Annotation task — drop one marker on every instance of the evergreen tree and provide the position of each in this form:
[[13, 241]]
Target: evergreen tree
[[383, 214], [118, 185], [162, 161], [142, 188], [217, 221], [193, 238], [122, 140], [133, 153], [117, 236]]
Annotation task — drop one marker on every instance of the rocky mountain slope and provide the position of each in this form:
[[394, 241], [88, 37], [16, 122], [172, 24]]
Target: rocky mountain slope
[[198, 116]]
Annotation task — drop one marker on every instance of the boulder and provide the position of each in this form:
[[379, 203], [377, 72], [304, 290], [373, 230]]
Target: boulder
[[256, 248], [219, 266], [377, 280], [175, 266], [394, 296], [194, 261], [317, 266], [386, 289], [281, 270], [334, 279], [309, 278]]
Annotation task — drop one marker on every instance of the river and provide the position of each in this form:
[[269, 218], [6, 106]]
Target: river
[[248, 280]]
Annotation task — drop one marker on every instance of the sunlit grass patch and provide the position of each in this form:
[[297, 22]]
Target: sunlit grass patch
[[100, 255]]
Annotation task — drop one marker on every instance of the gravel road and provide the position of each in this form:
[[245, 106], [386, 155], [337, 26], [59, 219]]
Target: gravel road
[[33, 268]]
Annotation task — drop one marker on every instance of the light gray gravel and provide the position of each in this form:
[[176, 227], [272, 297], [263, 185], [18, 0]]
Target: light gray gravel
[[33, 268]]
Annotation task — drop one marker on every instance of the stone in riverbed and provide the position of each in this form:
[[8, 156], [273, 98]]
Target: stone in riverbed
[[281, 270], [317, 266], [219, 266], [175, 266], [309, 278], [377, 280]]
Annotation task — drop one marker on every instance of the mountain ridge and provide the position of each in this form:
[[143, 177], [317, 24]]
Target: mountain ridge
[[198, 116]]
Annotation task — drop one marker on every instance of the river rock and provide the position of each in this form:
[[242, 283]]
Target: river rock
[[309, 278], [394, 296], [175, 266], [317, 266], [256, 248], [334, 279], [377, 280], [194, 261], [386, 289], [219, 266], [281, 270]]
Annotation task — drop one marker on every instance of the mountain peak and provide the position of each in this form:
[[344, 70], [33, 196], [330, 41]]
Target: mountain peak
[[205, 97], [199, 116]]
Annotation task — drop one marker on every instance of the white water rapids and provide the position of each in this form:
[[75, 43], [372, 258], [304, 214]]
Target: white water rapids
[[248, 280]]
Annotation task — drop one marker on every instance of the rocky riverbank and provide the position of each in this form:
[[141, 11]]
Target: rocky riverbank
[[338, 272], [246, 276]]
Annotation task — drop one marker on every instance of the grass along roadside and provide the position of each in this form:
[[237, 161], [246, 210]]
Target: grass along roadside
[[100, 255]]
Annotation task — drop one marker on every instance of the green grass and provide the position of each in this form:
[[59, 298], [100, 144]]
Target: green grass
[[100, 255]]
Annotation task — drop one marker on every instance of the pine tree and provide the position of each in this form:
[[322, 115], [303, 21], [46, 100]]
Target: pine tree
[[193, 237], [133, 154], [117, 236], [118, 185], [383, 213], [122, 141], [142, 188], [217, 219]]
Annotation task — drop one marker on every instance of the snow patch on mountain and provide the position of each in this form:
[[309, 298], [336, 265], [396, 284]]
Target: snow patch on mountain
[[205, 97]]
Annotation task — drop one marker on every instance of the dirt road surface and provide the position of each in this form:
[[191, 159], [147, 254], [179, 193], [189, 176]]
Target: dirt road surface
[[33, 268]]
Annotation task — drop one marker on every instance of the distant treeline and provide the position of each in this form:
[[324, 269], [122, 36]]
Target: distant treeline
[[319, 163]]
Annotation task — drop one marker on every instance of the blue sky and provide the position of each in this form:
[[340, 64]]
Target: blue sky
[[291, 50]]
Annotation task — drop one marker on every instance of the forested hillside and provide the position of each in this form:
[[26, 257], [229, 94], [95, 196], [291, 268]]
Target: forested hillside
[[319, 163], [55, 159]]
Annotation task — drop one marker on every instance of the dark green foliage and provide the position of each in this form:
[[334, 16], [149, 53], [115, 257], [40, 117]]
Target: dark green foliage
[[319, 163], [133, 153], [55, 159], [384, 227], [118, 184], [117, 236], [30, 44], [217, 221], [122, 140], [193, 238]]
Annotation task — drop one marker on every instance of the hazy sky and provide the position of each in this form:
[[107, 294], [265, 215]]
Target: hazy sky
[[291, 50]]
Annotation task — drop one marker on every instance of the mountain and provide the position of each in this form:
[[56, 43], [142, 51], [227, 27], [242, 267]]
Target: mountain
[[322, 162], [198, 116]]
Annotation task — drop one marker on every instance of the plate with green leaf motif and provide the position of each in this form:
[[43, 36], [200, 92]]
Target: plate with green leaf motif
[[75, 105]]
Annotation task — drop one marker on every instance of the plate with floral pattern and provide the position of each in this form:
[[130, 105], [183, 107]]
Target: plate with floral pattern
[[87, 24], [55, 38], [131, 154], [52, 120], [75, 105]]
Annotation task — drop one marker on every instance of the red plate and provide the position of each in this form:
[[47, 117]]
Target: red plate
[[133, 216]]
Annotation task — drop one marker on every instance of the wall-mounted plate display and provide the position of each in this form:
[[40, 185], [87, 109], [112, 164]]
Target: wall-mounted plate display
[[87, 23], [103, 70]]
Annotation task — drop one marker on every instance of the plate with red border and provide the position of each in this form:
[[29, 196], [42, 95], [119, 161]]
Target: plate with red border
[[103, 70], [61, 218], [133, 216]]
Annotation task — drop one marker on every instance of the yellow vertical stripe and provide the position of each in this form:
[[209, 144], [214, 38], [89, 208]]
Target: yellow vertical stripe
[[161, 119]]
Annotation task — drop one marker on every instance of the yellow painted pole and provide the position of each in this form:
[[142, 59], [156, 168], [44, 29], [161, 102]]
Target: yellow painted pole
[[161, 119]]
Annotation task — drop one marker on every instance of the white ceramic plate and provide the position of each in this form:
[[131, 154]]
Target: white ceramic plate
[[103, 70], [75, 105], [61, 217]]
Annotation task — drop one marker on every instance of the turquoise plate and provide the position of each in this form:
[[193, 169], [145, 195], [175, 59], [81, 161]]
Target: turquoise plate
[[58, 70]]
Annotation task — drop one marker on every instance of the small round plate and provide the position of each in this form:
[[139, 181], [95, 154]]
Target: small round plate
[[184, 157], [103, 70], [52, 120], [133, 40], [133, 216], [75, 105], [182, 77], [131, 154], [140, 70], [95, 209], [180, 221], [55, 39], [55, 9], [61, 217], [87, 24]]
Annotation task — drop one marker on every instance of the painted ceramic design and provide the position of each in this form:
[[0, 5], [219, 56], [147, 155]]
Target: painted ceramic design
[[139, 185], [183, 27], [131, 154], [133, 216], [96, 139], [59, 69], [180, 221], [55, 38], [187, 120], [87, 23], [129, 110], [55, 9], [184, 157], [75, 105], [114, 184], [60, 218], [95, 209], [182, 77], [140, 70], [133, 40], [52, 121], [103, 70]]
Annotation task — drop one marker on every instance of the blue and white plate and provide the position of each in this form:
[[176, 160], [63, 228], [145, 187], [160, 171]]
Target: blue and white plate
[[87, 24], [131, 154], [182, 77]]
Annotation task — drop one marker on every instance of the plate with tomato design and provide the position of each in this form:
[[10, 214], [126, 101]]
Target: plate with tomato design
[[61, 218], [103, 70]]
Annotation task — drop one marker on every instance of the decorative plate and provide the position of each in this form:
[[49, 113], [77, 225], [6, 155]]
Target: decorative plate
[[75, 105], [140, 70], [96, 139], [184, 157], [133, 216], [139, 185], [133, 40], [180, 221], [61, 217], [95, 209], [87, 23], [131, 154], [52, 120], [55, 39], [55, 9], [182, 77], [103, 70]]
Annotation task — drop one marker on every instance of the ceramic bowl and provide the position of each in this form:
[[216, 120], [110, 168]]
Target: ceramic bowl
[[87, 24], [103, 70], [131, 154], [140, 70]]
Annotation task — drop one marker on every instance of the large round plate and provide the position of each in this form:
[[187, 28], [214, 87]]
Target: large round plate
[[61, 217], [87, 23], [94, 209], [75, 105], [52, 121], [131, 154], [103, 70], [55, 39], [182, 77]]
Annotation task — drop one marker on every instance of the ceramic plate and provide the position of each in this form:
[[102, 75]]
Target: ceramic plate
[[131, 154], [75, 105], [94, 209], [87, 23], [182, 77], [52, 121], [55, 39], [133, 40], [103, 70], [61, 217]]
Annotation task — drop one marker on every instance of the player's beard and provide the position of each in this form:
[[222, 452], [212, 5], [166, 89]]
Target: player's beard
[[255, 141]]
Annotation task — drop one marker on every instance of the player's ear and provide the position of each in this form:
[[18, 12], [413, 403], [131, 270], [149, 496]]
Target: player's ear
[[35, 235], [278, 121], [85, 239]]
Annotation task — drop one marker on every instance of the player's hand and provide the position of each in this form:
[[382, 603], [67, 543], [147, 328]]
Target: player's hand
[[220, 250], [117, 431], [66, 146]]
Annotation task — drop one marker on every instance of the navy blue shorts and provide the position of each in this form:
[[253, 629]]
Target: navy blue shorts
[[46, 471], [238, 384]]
■ ■ ■ ■ ■
■ GOAL ■
Arrange the lines from the one containing "the player's beard" through the end of the records as a Markdown table with the columns "Row" and "Text", numbering each line in order and omitting blank lines.

■ ANSWER FOR THE TASK ■
| Row | Text |
|---|---|
| 1 | Annotation task — drop one marker on every instance of the player's beard and provide the position of each in this form: |
| 2 | [[222, 452], [212, 5], [166, 89]] |
| 3 | Target: player's beard |
| 4 | [[255, 141]] |
| 5 | Annotation task — drop one marker on every instance of the player's ear and provide the position of each in this form: |
| 6 | [[18, 12], [413, 403], [131, 270], [149, 496]] |
| 7 | Target: player's ear |
| 8 | [[35, 235], [278, 121], [85, 239]] |
| 9 | Annotation task — drop one marker on every instance of the player's hand and provide the position of each in this form: |
| 10 | [[382, 603], [67, 543], [147, 328]] |
| 11 | Target: player's hand |
| 12 | [[220, 250], [117, 431], [66, 146]] |
| 13 | Annotation task — drop one marker on every instance of the navy blue shorts and provide the position of each in this form: |
| 14 | [[253, 629]] |
| 15 | Target: navy blue shorts |
| 16 | [[46, 471], [238, 384]] |